= THE DATA =

● ● ● ● ● ● ●

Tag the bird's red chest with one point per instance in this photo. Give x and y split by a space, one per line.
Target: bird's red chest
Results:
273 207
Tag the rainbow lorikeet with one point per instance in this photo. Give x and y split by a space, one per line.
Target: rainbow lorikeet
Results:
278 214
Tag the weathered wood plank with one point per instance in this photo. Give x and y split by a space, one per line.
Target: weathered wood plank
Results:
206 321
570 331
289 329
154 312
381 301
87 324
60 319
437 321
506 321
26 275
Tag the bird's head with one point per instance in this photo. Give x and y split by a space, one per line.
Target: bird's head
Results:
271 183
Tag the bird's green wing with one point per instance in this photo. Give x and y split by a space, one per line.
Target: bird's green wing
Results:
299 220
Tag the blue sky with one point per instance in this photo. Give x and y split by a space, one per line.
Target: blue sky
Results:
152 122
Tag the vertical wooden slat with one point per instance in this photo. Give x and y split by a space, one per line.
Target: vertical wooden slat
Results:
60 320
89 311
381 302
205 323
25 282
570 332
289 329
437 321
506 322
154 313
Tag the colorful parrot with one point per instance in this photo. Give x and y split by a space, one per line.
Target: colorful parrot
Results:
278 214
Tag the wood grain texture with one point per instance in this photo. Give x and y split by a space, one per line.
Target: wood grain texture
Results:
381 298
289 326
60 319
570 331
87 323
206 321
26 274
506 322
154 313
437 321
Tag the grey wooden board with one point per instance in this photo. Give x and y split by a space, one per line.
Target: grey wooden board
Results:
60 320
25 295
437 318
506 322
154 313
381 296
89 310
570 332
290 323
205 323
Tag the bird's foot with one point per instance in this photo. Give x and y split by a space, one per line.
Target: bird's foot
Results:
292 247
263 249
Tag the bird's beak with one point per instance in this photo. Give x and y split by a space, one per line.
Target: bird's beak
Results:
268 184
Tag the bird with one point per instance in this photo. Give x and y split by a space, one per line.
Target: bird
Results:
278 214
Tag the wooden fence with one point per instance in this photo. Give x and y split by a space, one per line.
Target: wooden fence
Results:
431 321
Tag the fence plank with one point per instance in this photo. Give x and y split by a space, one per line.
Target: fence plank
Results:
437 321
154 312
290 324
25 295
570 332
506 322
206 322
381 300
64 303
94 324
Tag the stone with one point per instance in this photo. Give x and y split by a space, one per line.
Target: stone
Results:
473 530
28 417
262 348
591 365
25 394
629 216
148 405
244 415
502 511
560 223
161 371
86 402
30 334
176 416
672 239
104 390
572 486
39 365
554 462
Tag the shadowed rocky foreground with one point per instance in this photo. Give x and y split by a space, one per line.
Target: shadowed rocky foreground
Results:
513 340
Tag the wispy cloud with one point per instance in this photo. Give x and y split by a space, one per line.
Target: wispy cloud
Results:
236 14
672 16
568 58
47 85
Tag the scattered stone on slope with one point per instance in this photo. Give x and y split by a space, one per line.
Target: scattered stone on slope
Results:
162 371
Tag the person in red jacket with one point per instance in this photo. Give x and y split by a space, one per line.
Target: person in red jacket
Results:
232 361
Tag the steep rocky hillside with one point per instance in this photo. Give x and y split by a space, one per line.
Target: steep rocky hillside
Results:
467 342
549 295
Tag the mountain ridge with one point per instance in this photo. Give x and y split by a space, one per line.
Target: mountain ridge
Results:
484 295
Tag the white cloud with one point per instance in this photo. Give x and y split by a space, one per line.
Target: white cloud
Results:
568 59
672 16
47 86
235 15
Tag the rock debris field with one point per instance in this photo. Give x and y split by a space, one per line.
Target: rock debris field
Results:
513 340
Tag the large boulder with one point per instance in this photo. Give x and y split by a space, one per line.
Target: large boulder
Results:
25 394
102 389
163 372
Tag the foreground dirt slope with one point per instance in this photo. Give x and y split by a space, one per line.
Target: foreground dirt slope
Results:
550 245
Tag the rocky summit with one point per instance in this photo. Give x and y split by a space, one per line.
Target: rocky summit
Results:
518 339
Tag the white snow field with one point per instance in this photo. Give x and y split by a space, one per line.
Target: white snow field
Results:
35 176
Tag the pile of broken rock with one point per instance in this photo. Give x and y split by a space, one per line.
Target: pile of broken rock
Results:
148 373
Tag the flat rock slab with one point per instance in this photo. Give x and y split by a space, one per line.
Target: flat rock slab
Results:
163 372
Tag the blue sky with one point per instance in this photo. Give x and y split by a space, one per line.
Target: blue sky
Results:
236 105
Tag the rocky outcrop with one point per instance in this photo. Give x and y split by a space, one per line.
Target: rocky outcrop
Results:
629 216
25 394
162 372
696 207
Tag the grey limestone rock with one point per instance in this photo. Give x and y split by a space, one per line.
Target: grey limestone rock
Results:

● ● ● ● ● ● ●

= JOB =
Rewrite the records from the line with "Tag the foreground" through the end, putting "rocky peak" in place of "rocky summit" and keeping everything else the same.

= RESPONSE TO THE EXERCISE =
Tag the foreground dirt slope with one point per instance in this photo. Give x and y split by a space, one per line.
Target: foreground dirt slope
Results:
550 245
Tag the rocky peak with one point per instance in this photo. Give x and y split by a space, one per line.
Target: rocky peak
Results:
518 339
Tag the white snow field with one point per instance in this photo. Give x and y split by a space, one per line.
Target: white snow field
Results:
35 176
Tag the pile of broken rock with one point per instance in this photo. Give x and y split by a space, one per line.
Target: pile of broken rock
Results:
148 373
Tag the flat rock slab with one point per instance in this photo. Give x and y split by a space, one per line.
Target: flat rock slab
Results:
163 372
Tag the blue sky with one point per instance in this photo. Give x and y split by a space, one per line.
Target: blue sky
Results:
236 105
Tag the rocky outcrop with one point per instance in this photo. Give x and y split by a space, one per line.
Target: rocky outcrop
Results:
629 216
25 394
162 372
696 207
Tag the grey limestone rock with one point per instance in this photo. Give x and y split by a space, one per line.
Target: grey limestone rock
Results:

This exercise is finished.